**Given exercise:**
Can you render the data from the line containing "Task: pointing. Mark each instance of the black iron" through the line containing "(1290, 677)" as a JSON list of strings, one string per line, with blank lines omitted and nothing outside that span?

**Exercise inputs:**
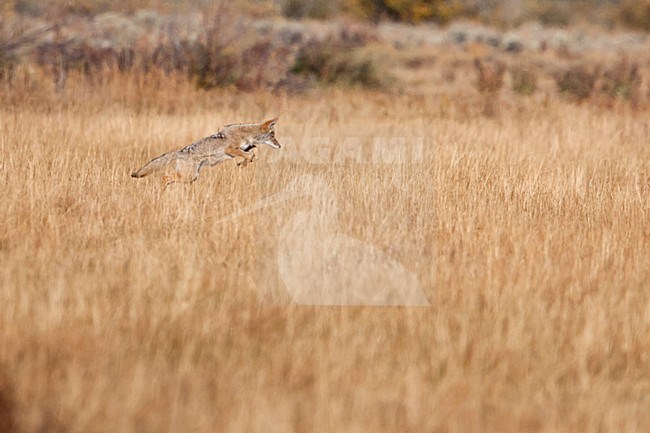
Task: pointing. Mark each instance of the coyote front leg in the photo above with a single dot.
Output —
(247, 155)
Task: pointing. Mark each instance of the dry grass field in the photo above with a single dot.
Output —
(128, 309)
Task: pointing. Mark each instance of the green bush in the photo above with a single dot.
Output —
(406, 10)
(318, 9)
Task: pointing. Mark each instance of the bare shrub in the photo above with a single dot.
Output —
(578, 81)
(490, 75)
(622, 80)
(338, 59)
(524, 80)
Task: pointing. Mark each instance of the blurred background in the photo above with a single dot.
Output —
(579, 48)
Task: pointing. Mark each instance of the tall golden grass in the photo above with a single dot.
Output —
(124, 308)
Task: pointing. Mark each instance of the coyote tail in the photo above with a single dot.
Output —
(155, 164)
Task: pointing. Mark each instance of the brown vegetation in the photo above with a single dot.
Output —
(524, 219)
(124, 309)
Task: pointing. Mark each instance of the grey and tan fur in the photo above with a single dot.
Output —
(236, 140)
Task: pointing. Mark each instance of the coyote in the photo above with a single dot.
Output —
(237, 140)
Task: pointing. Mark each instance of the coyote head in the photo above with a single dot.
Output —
(252, 134)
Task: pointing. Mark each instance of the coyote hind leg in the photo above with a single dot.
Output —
(185, 172)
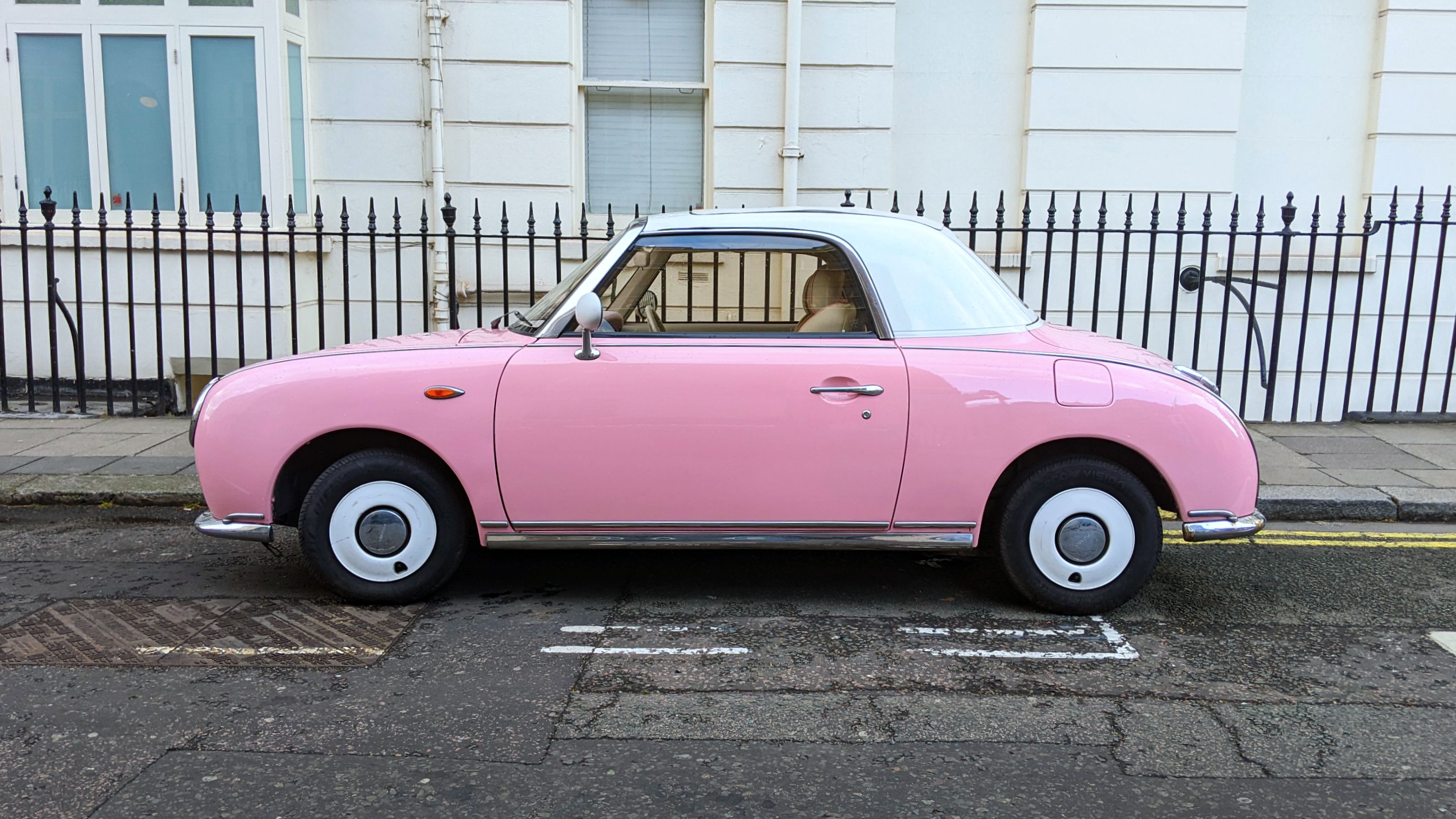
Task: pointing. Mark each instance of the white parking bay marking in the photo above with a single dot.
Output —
(1116, 645)
(640, 651)
(261, 651)
(1445, 640)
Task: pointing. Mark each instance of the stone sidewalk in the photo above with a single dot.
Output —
(1308, 471)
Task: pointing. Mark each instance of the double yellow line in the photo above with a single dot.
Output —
(1356, 540)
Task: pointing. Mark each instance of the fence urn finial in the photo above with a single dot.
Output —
(449, 213)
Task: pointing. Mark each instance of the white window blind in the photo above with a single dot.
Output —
(644, 145)
(644, 40)
(644, 148)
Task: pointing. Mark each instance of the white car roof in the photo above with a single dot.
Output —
(848, 223)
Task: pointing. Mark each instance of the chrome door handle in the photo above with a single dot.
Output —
(867, 389)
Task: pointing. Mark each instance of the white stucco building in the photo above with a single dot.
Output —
(682, 102)
(535, 106)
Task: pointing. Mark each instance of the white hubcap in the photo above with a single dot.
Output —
(382, 531)
(1082, 538)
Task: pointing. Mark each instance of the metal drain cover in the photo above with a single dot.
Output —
(204, 633)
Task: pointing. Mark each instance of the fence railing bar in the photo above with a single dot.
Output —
(1174, 289)
(1410, 296)
(1304, 314)
(1152, 261)
(344, 264)
(1355, 317)
(106, 303)
(1330, 313)
(1385, 293)
(1253, 311)
(1436, 296)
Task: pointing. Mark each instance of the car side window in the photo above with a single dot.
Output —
(736, 285)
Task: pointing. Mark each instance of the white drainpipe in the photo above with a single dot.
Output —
(436, 18)
(791, 153)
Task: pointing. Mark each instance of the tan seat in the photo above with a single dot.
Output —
(826, 302)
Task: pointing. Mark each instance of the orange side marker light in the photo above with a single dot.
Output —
(440, 393)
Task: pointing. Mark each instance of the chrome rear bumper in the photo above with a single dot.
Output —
(233, 530)
(1223, 528)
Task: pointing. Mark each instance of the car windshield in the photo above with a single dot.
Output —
(532, 320)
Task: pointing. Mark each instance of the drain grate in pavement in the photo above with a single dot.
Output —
(204, 633)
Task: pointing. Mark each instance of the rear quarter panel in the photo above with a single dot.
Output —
(975, 411)
(255, 419)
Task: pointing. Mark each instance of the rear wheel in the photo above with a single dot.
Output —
(382, 528)
(1079, 536)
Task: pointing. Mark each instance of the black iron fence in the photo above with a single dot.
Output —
(1314, 323)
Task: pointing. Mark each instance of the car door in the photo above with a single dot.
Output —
(720, 420)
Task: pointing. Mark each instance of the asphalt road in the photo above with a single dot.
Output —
(1290, 677)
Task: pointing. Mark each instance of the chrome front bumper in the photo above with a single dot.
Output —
(1223, 528)
(233, 530)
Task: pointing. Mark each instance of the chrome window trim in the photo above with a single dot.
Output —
(554, 327)
(730, 541)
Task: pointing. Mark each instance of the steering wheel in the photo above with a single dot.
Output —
(647, 308)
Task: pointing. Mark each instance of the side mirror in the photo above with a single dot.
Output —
(589, 318)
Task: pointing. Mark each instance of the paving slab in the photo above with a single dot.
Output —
(1312, 430)
(12, 461)
(1325, 503)
(63, 465)
(1413, 433)
(175, 446)
(1445, 479)
(1423, 503)
(1370, 461)
(1296, 475)
(1274, 454)
(1309, 445)
(147, 465)
(92, 444)
(1441, 455)
(126, 490)
(1376, 479)
(15, 440)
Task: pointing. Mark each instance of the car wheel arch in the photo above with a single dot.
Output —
(1123, 455)
(309, 461)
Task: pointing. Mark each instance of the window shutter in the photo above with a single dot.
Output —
(644, 40)
(644, 148)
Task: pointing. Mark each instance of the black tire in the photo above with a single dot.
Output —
(439, 560)
(1031, 573)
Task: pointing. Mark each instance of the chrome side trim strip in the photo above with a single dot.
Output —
(233, 531)
(652, 525)
(1223, 530)
(728, 541)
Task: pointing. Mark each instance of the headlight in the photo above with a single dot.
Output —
(197, 411)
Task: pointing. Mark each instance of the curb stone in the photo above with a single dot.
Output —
(1276, 502)
(1327, 503)
(1419, 503)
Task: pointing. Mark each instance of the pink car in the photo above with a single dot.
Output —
(736, 379)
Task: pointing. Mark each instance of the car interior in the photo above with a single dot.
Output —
(740, 286)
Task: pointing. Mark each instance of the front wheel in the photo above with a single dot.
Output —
(380, 526)
(1079, 536)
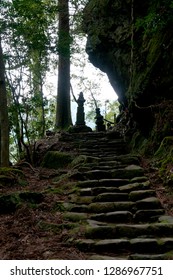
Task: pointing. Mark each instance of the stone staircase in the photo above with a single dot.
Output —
(120, 212)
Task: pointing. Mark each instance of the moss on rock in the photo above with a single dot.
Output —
(55, 160)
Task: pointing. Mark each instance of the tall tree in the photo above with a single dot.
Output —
(63, 111)
(4, 127)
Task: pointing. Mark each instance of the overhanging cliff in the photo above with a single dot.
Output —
(132, 42)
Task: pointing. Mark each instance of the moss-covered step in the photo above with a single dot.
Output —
(119, 245)
(10, 176)
(166, 256)
(103, 207)
(55, 159)
(148, 203)
(128, 172)
(102, 182)
(10, 202)
(135, 187)
(101, 190)
(149, 215)
(124, 159)
(141, 194)
(114, 217)
(129, 231)
(97, 174)
(105, 245)
(111, 197)
(151, 245)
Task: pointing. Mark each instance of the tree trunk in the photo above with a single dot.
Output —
(63, 110)
(4, 126)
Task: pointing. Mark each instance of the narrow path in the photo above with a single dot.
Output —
(121, 215)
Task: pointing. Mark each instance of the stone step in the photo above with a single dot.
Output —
(128, 172)
(111, 197)
(114, 217)
(102, 182)
(138, 246)
(97, 231)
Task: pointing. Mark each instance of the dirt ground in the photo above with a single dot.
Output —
(22, 235)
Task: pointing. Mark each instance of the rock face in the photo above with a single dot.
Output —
(132, 42)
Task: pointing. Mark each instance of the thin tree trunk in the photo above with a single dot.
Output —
(4, 125)
(63, 110)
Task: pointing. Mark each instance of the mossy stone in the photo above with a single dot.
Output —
(9, 203)
(55, 160)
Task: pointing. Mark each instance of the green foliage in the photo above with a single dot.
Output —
(157, 18)
(56, 160)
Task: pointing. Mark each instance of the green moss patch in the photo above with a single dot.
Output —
(10, 176)
(55, 160)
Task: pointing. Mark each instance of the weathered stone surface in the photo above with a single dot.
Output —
(112, 245)
(144, 245)
(87, 184)
(166, 219)
(111, 197)
(134, 187)
(97, 174)
(139, 179)
(75, 217)
(148, 215)
(137, 195)
(114, 217)
(151, 256)
(148, 203)
(100, 190)
(102, 207)
(113, 182)
(128, 172)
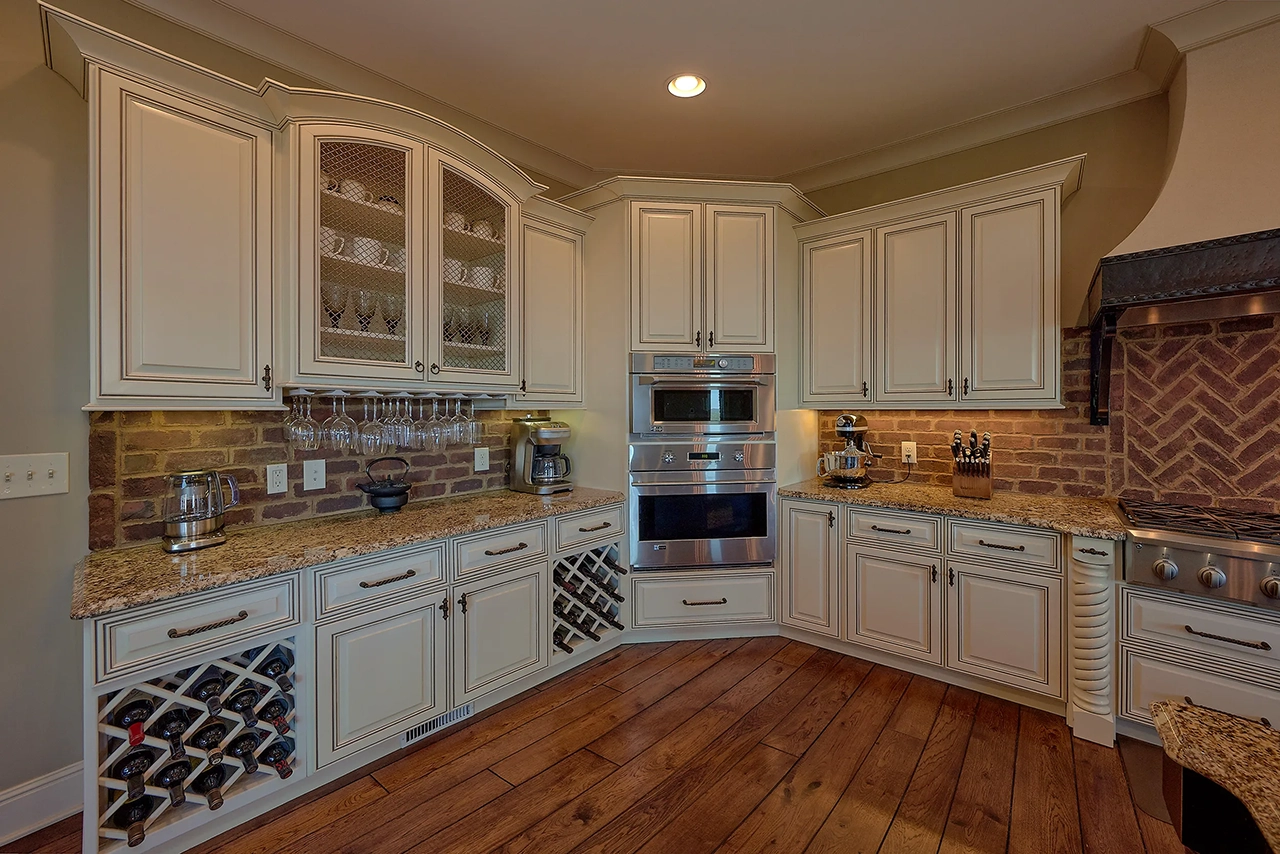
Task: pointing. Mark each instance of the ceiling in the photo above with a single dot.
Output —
(790, 85)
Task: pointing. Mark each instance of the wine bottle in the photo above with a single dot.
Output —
(132, 716)
(210, 785)
(170, 726)
(243, 748)
(132, 768)
(209, 738)
(172, 777)
(132, 817)
(242, 702)
(278, 757)
(274, 713)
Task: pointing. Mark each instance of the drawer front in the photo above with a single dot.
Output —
(375, 579)
(1148, 679)
(1201, 633)
(886, 528)
(1023, 546)
(475, 555)
(169, 631)
(703, 599)
(599, 524)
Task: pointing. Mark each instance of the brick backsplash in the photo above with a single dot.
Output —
(131, 452)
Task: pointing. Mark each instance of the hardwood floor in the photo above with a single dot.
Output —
(722, 745)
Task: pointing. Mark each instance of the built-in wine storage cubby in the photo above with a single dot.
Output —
(586, 598)
(182, 743)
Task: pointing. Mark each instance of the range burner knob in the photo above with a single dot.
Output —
(1212, 578)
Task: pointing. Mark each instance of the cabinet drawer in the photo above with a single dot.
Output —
(378, 578)
(474, 555)
(1024, 546)
(885, 528)
(1148, 679)
(147, 636)
(604, 523)
(1201, 631)
(703, 599)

**Result of this task:**
[
  "Task: pointing. Mark each instance of the black iron fence in the photo above with a single dot.",
  "Output —",
  "(1314, 323)",
  "Task: pointing. Mark each instance of the car door in the photo above with a single dot.",
  "Output —",
  "(720, 420)",
  "Task: pointing. Mark each instance of the asphalt road in the photo above with a single dot.",
  "Output —",
  "(1290, 677)"
]